*PROVIDED TEXT:*
____

A Book Club is a Book Club

 

  

From top: Katherine Paterson, Nikki Grimes, and Kate DiCamillo.

It would be hard for an author to turn down a book signing at the meeting of the American Library Association in their home base of Chicago — maybe almost as hard as it is for a reader to turn down the opportunity to go.

Last Saturday I joined hundreds weaving in and out of the bright colors of publishing house displays where prolific writers sat greeting and chatting.  Assistants passed them names to inscribe in books while they listened to stories of how much they and their work are loved.

Katherine Paterson, whom I consider the Dean of Fiction, says that reading can be “a key to a secret garden, which if tended, will transform all of life.”  Her Bridge to Terabithia as well as Jacob I Have Loved, Newbery winners for the best in children’s literature, have helped young people accomplish that goal.  Growing up in a missionary family in China, her own work in Japan and experiences as a pastor’s wife have given her insight.  She says, “Characters walk into my imagination and begin taking over…”

____

*Image location labeling entries:*
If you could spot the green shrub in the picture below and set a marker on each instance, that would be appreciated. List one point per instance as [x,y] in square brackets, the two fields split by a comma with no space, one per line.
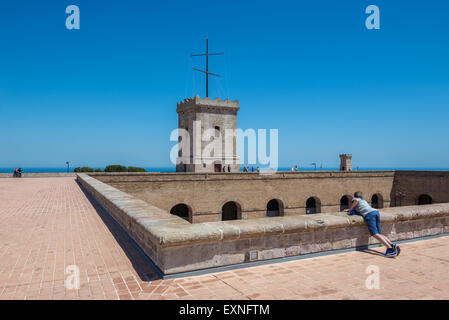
[136,169]
[115,168]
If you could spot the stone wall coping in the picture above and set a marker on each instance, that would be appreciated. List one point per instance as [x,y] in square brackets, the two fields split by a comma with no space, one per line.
[40,175]
[168,177]
[167,230]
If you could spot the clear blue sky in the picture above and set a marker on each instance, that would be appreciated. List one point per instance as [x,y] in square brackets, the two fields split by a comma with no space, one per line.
[107,93]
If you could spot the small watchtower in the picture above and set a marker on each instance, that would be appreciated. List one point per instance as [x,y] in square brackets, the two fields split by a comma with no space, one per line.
[346,162]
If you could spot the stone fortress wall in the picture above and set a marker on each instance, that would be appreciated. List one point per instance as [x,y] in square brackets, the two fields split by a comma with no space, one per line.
[206,194]
[175,245]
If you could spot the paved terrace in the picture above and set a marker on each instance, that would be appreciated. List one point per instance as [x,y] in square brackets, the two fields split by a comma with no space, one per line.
[47,224]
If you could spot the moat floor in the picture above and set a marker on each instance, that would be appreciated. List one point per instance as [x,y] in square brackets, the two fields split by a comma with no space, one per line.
[47,224]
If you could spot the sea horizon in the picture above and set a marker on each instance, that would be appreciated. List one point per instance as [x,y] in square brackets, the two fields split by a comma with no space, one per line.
[173,169]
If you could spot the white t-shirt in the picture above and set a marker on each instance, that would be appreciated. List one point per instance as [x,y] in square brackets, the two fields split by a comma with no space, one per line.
[362,207]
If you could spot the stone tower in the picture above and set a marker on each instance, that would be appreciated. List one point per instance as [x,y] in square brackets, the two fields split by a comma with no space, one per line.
[346,162]
[208,141]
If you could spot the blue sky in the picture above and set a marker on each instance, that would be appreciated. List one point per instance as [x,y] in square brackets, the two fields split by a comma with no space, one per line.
[107,93]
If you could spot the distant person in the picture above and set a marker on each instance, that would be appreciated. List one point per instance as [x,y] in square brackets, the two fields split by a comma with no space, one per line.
[372,220]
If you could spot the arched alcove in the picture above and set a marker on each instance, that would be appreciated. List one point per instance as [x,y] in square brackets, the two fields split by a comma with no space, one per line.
[182,210]
[275,208]
[313,205]
[424,199]
[230,211]
[344,203]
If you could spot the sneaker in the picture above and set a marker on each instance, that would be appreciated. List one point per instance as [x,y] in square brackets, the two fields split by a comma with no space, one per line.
[390,253]
[397,248]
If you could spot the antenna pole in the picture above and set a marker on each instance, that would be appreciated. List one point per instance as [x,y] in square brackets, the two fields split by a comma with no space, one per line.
[207,54]
[207,67]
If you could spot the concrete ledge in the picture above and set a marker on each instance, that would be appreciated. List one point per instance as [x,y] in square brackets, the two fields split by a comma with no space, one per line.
[175,245]
[40,175]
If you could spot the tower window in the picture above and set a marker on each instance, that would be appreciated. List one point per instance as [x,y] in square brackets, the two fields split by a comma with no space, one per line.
[217,131]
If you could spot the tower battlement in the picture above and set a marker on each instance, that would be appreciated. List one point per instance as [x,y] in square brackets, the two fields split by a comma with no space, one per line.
[345,162]
[207,102]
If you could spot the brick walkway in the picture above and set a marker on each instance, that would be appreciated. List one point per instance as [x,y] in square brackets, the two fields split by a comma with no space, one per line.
[47,224]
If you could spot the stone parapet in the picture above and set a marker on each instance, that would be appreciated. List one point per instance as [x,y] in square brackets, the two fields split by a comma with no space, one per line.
[175,245]
[40,175]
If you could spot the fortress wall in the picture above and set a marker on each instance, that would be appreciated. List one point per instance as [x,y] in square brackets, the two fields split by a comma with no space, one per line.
[416,183]
[175,245]
[207,193]
[40,175]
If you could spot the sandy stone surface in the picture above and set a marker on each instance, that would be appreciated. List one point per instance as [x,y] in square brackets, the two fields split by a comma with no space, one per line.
[48,224]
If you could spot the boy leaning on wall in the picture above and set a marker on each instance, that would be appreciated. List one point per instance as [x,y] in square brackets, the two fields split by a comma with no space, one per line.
[372,219]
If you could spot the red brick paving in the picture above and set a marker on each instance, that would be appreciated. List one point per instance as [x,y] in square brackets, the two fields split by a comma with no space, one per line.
[47,224]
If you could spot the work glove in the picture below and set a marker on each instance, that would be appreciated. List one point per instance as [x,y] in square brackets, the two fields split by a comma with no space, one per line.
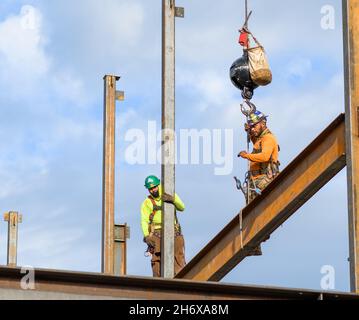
[168,198]
[149,241]
[242,154]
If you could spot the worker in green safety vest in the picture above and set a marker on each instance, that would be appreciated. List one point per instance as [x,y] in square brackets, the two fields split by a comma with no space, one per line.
[151,223]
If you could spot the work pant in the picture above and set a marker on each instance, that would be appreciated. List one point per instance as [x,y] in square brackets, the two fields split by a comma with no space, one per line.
[260,183]
[179,253]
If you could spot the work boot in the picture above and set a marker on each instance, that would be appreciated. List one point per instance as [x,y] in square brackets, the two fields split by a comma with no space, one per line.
[256,252]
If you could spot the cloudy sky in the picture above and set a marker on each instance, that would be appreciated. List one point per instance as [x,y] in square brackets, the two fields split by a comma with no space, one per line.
[53,56]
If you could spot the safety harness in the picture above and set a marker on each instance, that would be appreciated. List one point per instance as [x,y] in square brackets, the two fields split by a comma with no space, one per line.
[270,168]
[151,226]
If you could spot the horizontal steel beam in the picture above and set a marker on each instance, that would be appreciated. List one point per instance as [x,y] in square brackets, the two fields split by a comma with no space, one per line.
[298,182]
[62,285]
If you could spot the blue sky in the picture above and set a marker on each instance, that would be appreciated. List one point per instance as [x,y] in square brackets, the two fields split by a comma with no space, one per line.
[51,126]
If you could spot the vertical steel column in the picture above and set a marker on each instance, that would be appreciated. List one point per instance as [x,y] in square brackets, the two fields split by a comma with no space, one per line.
[122,233]
[168,136]
[351,58]
[13,219]
[108,191]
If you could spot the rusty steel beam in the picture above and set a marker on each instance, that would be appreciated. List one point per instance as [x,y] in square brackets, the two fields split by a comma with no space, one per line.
[108,184]
[54,284]
[351,63]
[168,136]
[122,233]
[298,182]
[13,219]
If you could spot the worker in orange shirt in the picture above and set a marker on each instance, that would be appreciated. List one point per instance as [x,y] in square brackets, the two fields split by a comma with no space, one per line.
[264,163]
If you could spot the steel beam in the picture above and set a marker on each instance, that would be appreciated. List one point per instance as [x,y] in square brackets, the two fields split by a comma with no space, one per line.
[351,62]
[108,186]
[302,178]
[122,233]
[54,284]
[168,135]
[13,219]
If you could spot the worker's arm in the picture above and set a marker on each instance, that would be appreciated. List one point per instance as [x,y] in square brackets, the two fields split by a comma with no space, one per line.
[178,203]
[268,145]
[145,217]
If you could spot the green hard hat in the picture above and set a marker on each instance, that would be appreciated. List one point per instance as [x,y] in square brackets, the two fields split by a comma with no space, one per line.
[151,182]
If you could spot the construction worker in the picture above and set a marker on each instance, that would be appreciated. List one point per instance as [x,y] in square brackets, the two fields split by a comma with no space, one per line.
[264,163]
[151,223]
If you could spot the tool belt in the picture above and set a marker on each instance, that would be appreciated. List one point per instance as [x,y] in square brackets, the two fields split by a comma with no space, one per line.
[258,172]
[157,232]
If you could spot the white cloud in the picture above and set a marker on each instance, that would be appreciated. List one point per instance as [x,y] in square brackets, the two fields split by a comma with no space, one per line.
[22,46]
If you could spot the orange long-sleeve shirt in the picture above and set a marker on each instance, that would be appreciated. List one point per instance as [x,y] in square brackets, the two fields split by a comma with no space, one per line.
[264,148]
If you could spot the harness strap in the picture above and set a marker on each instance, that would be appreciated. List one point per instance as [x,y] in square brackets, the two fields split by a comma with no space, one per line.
[155,209]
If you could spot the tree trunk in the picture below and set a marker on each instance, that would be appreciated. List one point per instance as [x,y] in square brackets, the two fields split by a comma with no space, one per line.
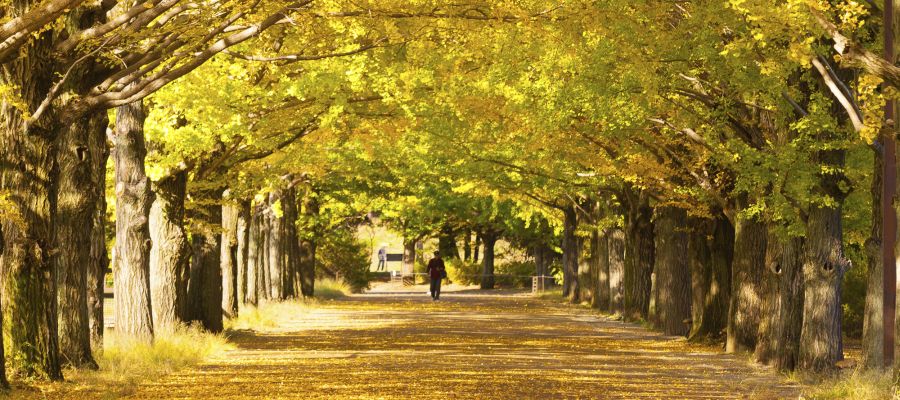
[779,329]
[745,309]
[873,317]
[243,255]
[639,257]
[616,240]
[77,202]
[570,254]
[228,259]
[133,200]
[96,277]
[673,275]
[170,254]
[710,253]
[30,176]
[600,269]
[487,264]
[206,265]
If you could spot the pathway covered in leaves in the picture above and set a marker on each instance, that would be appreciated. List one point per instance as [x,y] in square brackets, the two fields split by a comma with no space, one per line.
[472,344]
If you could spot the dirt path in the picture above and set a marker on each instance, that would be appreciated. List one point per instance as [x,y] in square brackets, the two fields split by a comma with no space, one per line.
[469,345]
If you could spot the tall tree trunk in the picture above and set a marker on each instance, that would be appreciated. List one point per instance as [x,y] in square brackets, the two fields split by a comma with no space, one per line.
[873,317]
[133,200]
[745,309]
[639,257]
[710,253]
[600,267]
[673,275]
[570,254]
[30,177]
[243,254]
[99,263]
[823,273]
[487,264]
[77,203]
[228,259]
[779,329]
[206,262]
[170,254]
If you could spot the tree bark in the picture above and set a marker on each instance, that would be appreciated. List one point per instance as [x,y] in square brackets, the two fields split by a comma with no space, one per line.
[639,256]
[673,275]
[170,254]
[779,329]
[745,309]
[570,254]
[30,177]
[133,200]
[487,264]
[710,253]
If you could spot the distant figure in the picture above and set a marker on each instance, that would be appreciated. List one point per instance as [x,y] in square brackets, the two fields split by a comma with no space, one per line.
[438,272]
[382,258]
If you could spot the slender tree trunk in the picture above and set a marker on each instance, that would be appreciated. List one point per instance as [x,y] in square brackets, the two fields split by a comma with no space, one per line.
[710,253]
[779,329]
[206,265]
[30,176]
[487,265]
[873,318]
[639,256]
[673,275]
[170,254]
[133,200]
[570,254]
[745,309]
[228,259]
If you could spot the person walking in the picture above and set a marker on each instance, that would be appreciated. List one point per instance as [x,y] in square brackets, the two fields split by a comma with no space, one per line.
[438,271]
[382,258]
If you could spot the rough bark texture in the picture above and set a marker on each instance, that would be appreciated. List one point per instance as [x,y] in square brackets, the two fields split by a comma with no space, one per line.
[205,289]
[487,263]
[170,254]
[133,200]
[570,254]
[29,176]
[616,240]
[710,253]
[600,269]
[779,329]
[77,203]
[745,310]
[639,255]
[873,318]
[228,259]
[673,275]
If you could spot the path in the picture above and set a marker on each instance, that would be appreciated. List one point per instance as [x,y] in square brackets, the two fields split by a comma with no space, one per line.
[469,345]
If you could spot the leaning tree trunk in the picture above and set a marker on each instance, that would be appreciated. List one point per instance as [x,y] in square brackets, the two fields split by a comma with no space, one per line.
[133,200]
[29,176]
[228,260]
[710,253]
[673,275]
[570,254]
[746,305]
[206,291]
[616,241]
[77,202]
[873,317]
[823,273]
[170,255]
[639,256]
[779,329]
[487,264]
[99,263]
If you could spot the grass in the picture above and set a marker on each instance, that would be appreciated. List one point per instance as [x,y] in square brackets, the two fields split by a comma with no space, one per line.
[857,385]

____

*WRITTEN INSTRUCTION A:* In the book signing piece, are these statements true? (i) The American Library Association meeting was held in Chicago. (ii) Katherine Paterson grew up in Japan. (iii) The writer attended the signing on a Saturday. Answer yes or no for each, and quote the words of the piece that decide it.
*WRITTEN INSTRUCTION B:* Write out the book signing piece starting at "A Book Club" and ending at "work are loved.".
*WRITTEN INSTRUCTION C:* Extend the piece about the book signing at the American Library Association meeting, picking up after its last sentence.

*TASK RESPONSE A:*
(i) Yes: "in their home base of Chicago"
(ii) No: "Growing up in a missionary family in China"
(iii) Yes: "Last Saturday I joined hundreds"

*TASK RESPONSE B:*
A Book Club is a Book Club

 

  

From top: Katherine Paterson, Nikki Grimes, and Kate DiCamillo.

It would be hard for an author to turn down a book signing at the meeting of the American Library Association in their home base of Chicago — maybe almost as hard as it is for a reader to turn down the opportunity to go.

Last Saturday I joined hundreds weaving in and out of the bright colors of publishing house displays where prolific writers sat greeting and chatting.  Assistants passed them names to inscribe in books while they listened to stories of how much they and their work are loved.

*TASK RESPONSE C:*
Nikki Grimes’ poems and novels have earned both the Coretta Scott King and Laura Ingalls Wilder Awards.  Born in Harlem and raised in family and foster homes, Grimes says she is grateful she lived to tell about growing up.  A high school English teacher guided her to her career, and her many books include Thanks a Million, Jazmin’s Notebook, Words With Wings (poetry), and a brand new one based on Psalm 121 and illustrated by Bryan Collier, The Watch.

Kate DiCamillo thinks herself “enormously lucky” because she gets to tell stories for a living.  She has also won the Newbery Award twice, for The Tale of Despereaux and Flora and Ulysses, which, like her other books, center around animals.  They include the popular Because of Winn-Dixie and The Tiger Rising.

A series of unfortunate events led me to arrive after the line to see Lemony Snicket (Daniel Handler), had been cut off.  I’m sure if anyone would appreciate that downer, it would be him.  Up-and-coming authors who in due time will surely share honors were autographing books in other aisles.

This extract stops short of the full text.